+++ Document passage
I am a grateful, slowly recovering Codependent.
I first thought that I had a cat and a dog as pets. However, recently I have discovered a whole other type of a pet which is very different and very destructive one called my lizard brain.
I have been learning from my CoDA meetings, sharing, listening to others, as well as through seeing therapists and self-motivated reading on my own that most of my decisions are based upon fear.
Fear of rejection, ridicule, the unknown, discomfort, memories of past traumas, you name it.
I discovered the other day that I need to stop and pause before reacting from my fight or flight lizard brain thinking, which is in charge of primitive survival instincts.
When I lived on the streets my lizard brain thinking served me well.
I was able to sense and predict dangers and escape most of them.
The problem in my life now is that I am struggling to try new things that this fear has kept me from doing most of my life.
This type of destructive and habitual thinking is preventing me from growing and I self-sabotage without even realizing what I am doing.
++++++
▶ **Required tasks**
**A)** In the recovery reflection, what does the writer say most of their decisions are based upon?
**B)** How would you render this sentence from the recovery reflection in Spanish: "When I lived on the streets my lizard brain thinking served me well."
+++ Recorded information
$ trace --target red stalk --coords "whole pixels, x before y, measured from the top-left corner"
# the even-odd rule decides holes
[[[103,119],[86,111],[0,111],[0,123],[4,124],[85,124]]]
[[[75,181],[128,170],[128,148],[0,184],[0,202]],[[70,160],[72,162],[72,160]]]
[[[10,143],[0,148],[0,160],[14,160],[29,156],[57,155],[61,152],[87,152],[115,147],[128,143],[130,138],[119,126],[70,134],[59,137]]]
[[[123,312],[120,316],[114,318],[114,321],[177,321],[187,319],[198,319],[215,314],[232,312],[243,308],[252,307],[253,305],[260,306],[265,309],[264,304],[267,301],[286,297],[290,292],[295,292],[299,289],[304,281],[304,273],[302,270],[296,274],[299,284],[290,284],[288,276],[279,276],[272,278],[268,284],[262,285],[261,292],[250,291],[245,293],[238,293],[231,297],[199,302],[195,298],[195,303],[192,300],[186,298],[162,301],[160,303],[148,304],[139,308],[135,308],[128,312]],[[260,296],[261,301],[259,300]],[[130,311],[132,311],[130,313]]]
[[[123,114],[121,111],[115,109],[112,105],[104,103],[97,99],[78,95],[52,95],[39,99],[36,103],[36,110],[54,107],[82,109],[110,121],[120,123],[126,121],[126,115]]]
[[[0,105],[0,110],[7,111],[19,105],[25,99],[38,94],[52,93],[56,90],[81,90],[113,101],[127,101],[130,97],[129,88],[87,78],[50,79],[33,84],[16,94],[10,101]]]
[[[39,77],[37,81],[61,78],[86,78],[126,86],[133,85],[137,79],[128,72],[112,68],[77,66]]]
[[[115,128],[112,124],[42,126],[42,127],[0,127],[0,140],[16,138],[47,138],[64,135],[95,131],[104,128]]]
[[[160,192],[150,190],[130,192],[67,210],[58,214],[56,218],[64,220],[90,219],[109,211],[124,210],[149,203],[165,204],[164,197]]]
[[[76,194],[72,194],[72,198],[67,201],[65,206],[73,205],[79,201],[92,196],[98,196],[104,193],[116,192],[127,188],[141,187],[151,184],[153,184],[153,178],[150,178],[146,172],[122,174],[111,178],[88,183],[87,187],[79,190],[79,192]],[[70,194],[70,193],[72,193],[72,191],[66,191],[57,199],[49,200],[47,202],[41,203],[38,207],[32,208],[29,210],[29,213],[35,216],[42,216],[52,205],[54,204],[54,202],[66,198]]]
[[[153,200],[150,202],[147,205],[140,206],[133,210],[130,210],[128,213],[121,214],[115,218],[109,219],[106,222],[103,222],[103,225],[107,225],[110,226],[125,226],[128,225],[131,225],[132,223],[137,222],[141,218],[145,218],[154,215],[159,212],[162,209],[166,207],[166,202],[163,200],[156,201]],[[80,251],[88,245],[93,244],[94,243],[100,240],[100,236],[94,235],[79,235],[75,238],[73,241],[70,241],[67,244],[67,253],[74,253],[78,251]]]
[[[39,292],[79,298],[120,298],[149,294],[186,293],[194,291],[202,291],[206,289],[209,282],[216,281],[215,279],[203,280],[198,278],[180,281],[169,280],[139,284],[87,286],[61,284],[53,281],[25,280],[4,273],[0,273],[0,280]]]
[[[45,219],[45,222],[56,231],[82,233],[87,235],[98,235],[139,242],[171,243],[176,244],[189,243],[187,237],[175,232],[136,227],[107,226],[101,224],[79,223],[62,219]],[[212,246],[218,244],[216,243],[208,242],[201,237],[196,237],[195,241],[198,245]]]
++++++
▶ **Set of answers**
**A)** Fear.

**B)** Cuando vivía en las calles, mi forma de pensar de cerebro de lagarto me sirvió bien.